Entries shown =>

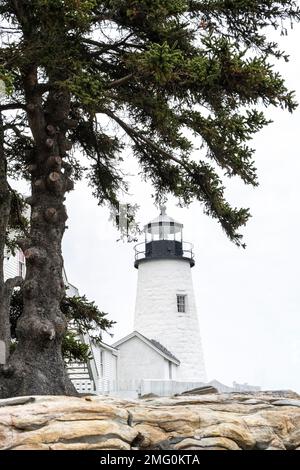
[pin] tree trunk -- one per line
(5, 198)
(37, 366)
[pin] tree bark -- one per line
(5, 198)
(37, 366)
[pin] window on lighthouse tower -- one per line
(181, 303)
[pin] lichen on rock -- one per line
(261, 420)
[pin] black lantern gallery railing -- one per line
(164, 249)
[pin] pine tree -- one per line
(161, 71)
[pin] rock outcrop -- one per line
(264, 420)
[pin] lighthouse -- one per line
(165, 308)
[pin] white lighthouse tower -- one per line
(165, 304)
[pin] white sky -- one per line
(248, 300)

What is required =>
Recast the lines above as a Markdown table with the columns "No." and "Line", numbering each row and skipping blank lines. Leave the pictures out.

Solution to the exercise =>
| No. | Line |
|---|---|
| 1 | [pin] tree trunk -- one per line |
| 2 | (5, 198) |
| 3 | (37, 366) |
| 4 | [pin] tree bark -- one per line |
| 5 | (5, 198) |
| 6 | (37, 366) |
| 7 | [pin] window on lighthouse tower -- one per line |
| 8 | (181, 303) |
| 9 | [pin] lichen on rock -- one per line |
| 10 | (261, 420) |
| 11 | [pin] black lantern gallery railing -- one per line |
| 12 | (164, 249) |
| 13 | [pin] pine tree -- one per line |
| 14 | (161, 71) |
| 15 | [pin] rock outcrop -- one per line |
| 16 | (264, 420) |
| 17 | [pin] lighthouse -- one per line |
| 18 | (165, 308) |
| 19 | [pin] white lighthouse tower -- one per line |
| 20 | (165, 304) |
| 21 | [pin] white sky -- one per line |
| 22 | (248, 300) |